• _Study material_

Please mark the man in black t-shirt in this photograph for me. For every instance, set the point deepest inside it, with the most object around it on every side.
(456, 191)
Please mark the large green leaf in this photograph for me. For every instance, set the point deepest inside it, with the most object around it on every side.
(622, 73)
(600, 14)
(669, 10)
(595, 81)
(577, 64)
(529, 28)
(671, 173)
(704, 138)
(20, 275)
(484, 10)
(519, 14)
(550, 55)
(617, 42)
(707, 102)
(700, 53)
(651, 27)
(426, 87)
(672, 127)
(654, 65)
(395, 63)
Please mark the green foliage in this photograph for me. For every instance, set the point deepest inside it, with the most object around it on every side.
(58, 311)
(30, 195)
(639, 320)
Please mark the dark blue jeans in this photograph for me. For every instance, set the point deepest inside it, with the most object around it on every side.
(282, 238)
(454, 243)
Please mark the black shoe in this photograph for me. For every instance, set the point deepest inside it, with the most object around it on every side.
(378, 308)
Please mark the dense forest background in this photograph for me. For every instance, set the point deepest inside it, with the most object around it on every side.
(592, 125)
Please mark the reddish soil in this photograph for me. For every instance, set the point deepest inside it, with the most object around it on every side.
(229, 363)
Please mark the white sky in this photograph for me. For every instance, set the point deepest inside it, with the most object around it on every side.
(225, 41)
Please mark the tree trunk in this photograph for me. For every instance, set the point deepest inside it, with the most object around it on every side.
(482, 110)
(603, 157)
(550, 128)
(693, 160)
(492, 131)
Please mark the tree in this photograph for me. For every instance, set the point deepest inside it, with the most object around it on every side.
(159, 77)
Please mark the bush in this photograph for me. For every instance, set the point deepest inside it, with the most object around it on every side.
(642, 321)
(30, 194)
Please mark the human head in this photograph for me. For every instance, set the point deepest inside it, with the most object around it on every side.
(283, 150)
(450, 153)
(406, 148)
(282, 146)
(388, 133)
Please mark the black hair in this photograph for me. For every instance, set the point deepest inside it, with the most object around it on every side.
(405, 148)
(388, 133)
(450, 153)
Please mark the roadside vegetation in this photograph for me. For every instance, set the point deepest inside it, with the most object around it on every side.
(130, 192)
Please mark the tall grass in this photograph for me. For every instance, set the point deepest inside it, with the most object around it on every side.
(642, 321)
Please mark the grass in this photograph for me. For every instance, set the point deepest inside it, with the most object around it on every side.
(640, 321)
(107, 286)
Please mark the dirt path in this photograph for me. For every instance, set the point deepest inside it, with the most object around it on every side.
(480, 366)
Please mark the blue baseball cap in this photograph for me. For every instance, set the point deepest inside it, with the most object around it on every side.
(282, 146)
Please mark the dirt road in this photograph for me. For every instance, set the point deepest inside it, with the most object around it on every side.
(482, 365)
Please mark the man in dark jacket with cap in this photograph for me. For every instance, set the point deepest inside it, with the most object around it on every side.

• _What is expected_
Your reply must repeat the entries above exactly and in full.

• _Expected output_
Please mark the man in black t-shirt in this photograph for me. For every instance, set the point deepest inside it, with the most object around it on every side.
(456, 191)
Please mark the large green leaf in this photograph for me. For every instance, set the point deepest inside it, with the most object around it on every side.
(622, 73)
(600, 14)
(669, 10)
(595, 81)
(577, 64)
(529, 28)
(671, 173)
(704, 138)
(20, 275)
(484, 10)
(519, 14)
(550, 55)
(617, 42)
(707, 102)
(700, 53)
(651, 27)
(426, 87)
(672, 127)
(654, 65)
(395, 63)
Please mark the green foliage in this photograph for me. For every instance, set the point deepest inside it, with the most object around it on every side.
(58, 311)
(30, 195)
(639, 320)
Please mark the dark blue jeans in this photograph for me. For every instance, set the point deepest inside it, with the most object around it on every side.
(282, 238)
(454, 243)
Please mark the black shoe in this photograph for me. For every instance, set the point deepest inside it, with the most object around it on every side.
(378, 308)
Please mark the dense forest background in this photograph for me. For every instance, set the point deepest inside it, with the most object around it on every side.
(592, 125)
Please mark the reddish soil in this photograph for me. For every instance, set the point deepest inside it, with the most object around it on every side.
(229, 363)
Please mark the white sky in this photograph for me. For every instance, set the point deepest inside it, with the most object around it on every side.
(225, 41)
Please mark the tree trunk in this photograph for me. For every instance, set the point deepest inside it, with the most object around it on every side.
(482, 110)
(603, 157)
(550, 128)
(693, 160)
(492, 131)
Please mark the tree in this photograph for me. For every instance, set the point deepest inside it, with the most object around it on every side.
(159, 77)
Please mark the bush in this photograph for me. For every instance, set the point deepest inside it, with the most object around it on every side.
(642, 321)
(30, 194)
Please mark the human head in this photograph for me. For every instance, set the point deepest inside it, with the most object around it on every side.
(283, 150)
(450, 153)
(406, 148)
(282, 146)
(388, 133)
Please mark the black hair in this photograph for me. For every instance, set the point deepest inside it, with the most object around it on every side.
(405, 148)
(388, 133)
(450, 153)
Please mark the roadside vegetation in this photograph for me. For every instance, set the point deepest inside it, with the most object around it on every side.
(130, 192)
Please mark the tall grass in this photograph for me. For every instance, set the point deepest inside it, with the most object around it on every side.
(642, 321)
Please mark the grass in this photograph for me. For every instance, set the point deepest inside it, with the most object around it on every side.
(640, 321)
(107, 286)
Please mark the dirt path in this photograph for me. For every instance, set the point deepest inside it, with the most object around it on every side.
(480, 366)
Please mark the blue baseball cap in this photograph for me. For every instance, set the point deepest inside it, with the most object around it on every side.
(282, 146)
Please mark the dirt road in this photograph for me. For every instance, set the point deepest inside it, with the most object around it on every side.
(482, 365)
Please mark the man in dark jacket with cap in this photograph for me. For every instance, set the point deepest inside it, with the most object around it on every side.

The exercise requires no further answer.